Tasks to complete
**a.** In the passage about the CIA in Pakistan, which aircraft carrier was to pick up employees from the Karachi shore under the evacuation plans?
**b.** Reproduce word for word the portion of the passage about the CIA in Pakistan that opens with the words containing "Pasha was livid, sending" and closes with "Laden raid began.".

Supplied text
▶

Pasha was livid, sending word to Munter that the strike amounted to a “kick in the teeth” after the Davis deal was arranged. Pasha’s relationship with Kelton never recovered, and the two rarely spoke in the ensuing months.
In a recent interview, Munter described 2011 as “by far my most difficult year in the Foreign Service.” Attempts to reach Pasha through the Pakistan Embassy in the United States were unsuccessful.
The bin Laden raid
On the first night in May 2011, as midnight approached in Pakistan, Kelton, Munter and a senior U.S. military official gathered in a secure CIA room in the embassy to watch transmissions from a stealth drone circling over Abbottabad as the bin Laden raid began.
The trio had made secret preparations for possible Pakistani reprisals, officials said, drafting evacuation plans that called for employees at scattered U.S. diplomatic sites to flee across the border into India or be scooped up by the aircraft carrier USS Carl Vinson from the Karachi shore. Those at the embassy would have to hunker down.
At first, Pakistan seemed paralyzed by the raid. But amid mounting public anger and recriminations from abroad — Panetta accused Islamabad of being inept or complicit in hiding bin Laden — senior Pakistani officials began to lash out.
A week after bin Laden’s death, a story in the Pakistani press said that Pasha had summoned the CIA station chief to a meeting and railed at him for keeping the bin Laden operation a secret. The story contained a garbled version of Kelton’s name, identifying him as “Mark Carlton.”
After the Bank episode, it was the second time in six months that the CIA’s top operative in Pakistan had been outed, a major breach of the unwritten rules of espionage. But this time the agency left Kelton in place even as emerging details about the raid — including the existence of a CIA safe house in Abbottabad and the agency’s use of a Pakistani doctor to try to get DNA samples from residents of bin Laden’s house —compounded Pakistan’s resentment.

◀

Supplied data

▶

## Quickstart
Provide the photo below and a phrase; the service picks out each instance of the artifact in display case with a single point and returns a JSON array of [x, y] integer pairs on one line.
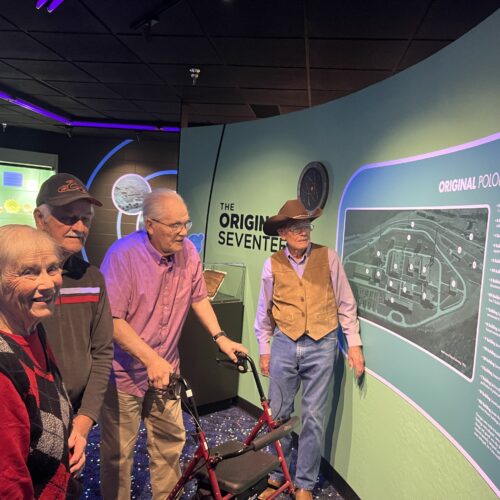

◀

List of answers
**a.** The USS Carl Vinson.

**b.**
Pasha was livid, sending word to Munter that the strike amounted to a “kick in the teeth” after the Davis deal was arranged. Pasha’s relationship with Kelton never recovered, and the two rarely spoke in the ensuing months.
In a recent interview, Munter described 2011 as “by far my most difficult year in the Foreign Service.” Attempts to reach Pasha through the Pakistan Embassy in the United States were unsuccessful.
The bin Laden raid
On the first night in May 2011, as midnight approached in Pakistan, Kelton, Munter and a senior U.S. military official gathered in a secure CIA room in the embassy to watch transmissions from a stealth drone circling over Abbottabad as the bin Laden raid began.